What to produce
For the material below, please count the lines containing "door". Reply with the count alone.

━━━ Exercise inputs

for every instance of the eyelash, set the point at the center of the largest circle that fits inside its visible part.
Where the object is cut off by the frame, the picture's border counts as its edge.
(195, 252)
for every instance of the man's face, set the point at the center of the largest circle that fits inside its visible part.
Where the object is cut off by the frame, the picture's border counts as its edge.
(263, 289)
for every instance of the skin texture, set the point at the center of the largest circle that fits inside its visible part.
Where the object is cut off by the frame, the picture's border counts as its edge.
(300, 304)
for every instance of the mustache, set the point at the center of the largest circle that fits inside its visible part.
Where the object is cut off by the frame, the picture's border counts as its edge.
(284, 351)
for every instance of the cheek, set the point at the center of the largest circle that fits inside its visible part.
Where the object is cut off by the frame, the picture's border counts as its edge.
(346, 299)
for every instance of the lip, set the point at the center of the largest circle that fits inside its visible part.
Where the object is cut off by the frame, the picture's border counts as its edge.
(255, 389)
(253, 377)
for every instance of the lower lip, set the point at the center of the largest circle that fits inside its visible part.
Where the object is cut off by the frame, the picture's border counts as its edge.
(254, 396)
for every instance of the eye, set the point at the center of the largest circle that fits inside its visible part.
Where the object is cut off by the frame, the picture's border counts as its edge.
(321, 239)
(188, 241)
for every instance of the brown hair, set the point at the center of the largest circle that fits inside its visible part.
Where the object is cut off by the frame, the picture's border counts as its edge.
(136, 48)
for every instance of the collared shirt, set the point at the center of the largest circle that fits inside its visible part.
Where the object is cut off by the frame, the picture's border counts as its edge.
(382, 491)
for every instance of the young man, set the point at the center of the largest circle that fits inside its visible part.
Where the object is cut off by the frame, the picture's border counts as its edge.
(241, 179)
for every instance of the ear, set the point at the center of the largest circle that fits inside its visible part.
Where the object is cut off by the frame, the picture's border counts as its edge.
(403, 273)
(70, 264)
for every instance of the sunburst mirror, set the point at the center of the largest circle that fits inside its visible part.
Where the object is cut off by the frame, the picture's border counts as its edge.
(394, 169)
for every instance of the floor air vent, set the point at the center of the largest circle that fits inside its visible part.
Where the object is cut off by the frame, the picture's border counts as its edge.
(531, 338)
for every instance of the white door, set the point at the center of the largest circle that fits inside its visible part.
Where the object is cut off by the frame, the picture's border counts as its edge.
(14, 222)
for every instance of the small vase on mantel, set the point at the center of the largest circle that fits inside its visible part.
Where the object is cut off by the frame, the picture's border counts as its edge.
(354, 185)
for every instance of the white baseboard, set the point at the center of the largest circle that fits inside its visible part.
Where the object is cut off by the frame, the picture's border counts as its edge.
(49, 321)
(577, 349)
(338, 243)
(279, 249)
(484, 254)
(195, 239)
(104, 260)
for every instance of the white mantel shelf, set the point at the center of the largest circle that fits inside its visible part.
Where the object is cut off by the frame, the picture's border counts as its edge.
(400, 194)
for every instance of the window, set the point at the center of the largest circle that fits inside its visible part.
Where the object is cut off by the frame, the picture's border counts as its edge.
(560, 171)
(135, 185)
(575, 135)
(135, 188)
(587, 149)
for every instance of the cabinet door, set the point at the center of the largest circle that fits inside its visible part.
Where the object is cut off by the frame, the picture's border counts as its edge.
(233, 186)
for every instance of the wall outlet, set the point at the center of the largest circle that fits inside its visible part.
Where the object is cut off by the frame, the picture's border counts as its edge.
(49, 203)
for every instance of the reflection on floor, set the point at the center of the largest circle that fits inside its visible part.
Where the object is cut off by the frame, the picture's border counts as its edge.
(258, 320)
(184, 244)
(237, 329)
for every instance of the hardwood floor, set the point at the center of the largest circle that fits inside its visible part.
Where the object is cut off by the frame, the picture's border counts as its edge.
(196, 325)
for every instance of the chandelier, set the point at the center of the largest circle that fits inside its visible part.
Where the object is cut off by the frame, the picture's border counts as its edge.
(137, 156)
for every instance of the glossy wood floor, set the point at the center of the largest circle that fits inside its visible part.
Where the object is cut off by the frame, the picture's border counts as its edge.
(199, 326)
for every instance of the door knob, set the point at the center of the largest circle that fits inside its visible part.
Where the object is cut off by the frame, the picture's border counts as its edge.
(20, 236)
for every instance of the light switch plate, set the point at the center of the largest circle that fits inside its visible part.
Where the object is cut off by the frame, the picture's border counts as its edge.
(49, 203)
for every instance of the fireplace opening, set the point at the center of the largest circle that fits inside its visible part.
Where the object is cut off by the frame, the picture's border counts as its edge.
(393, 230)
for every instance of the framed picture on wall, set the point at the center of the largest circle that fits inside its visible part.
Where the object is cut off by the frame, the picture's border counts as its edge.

━━━━━━

Response
3